-------- RECORDS SHOWN

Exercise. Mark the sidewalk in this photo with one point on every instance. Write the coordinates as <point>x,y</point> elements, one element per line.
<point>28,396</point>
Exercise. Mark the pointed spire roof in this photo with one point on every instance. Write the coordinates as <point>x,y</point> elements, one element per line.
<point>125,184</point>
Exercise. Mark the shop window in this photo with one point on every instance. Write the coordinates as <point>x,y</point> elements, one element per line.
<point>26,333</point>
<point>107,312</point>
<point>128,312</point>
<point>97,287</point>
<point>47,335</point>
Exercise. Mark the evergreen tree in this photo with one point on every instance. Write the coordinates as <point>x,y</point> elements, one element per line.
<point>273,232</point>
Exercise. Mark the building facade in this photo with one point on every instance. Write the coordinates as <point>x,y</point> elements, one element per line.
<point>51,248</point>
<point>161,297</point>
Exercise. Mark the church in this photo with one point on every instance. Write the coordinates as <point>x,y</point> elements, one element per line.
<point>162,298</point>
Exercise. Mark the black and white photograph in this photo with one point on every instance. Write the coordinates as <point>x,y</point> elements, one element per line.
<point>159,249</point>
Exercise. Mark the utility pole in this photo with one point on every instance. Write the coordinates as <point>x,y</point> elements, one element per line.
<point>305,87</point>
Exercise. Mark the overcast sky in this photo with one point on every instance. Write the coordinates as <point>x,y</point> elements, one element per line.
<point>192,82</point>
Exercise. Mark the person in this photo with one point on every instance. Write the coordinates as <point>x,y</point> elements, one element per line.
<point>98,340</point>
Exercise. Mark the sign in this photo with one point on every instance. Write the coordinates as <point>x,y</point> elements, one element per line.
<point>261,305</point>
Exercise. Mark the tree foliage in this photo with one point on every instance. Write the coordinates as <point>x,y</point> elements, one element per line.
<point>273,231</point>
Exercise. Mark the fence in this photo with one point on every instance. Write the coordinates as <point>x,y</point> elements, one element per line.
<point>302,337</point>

----------------

» PROBLEM REQUIREMENTS:
Return the rows verbatim, from the first row above through the row containing "<point>261,305</point>", with both ends included.

» FINISHED ANSWER:
Exercise. Mark the sidewalk in this photo with one point on every instance. Write the coordinates as <point>x,y</point> elements, one element per line.
<point>28,396</point>
Exercise. Mark the pointed spire roof in this photo with one point on every instance. Write the coordinates as <point>x,y</point> elements, one element per line.
<point>125,184</point>
Exercise. Mark the shop window in this photo with one point on every instance. Write the coordinates as <point>x,y</point> elements, one element per line.
<point>26,333</point>
<point>107,312</point>
<point>128,312</point>
<point>97,287</point>
<point>47,335</point>
Exercise. Mark the evergreen tree in this photo with one point on every instance. Write the coordinates as <point>x,y</point> elements, one element per line.
<point>273,232</point>
Exercise. Mark the building facade in this photo with one point on every instance. Write the coordinates as <point>x,y</point> elements, one element per line.
<point>51,248</point>
<point>161,297</point>
Exercise. Mark the church in this photo with one point on every instance. Write the coordinates as <point>x,y</point> elements, one element per line.
<point>162,298</point>
Exercise. Mark the black and white photograph in this photo with one point on every instance. Write the coordinates as <point>x,y</point> elements, one element per line.
<point>159,249</point>
Exercise. Mark the utility pole in this photo with one point on every instance. Write the coordinates as <point>x,y</point> elements, one element per line.
<point>305,87</point>
Exercise. Mark the overcast sky in this photo with one point on every instance. Write the coordinates as <point>x,y</point> elements, one element per line.
<point>192,82</point>
Exercise. Mark the person in this photo with one point on every instance. Write the coordinates as <point>x,y</point> elements, one element per line.
<point>98,340</point>
Exercise. Mark the sign in this photo with one point on every instance. Write the coordinates as <point>x,y</point> elements, one element per line.
<point>261,305</point>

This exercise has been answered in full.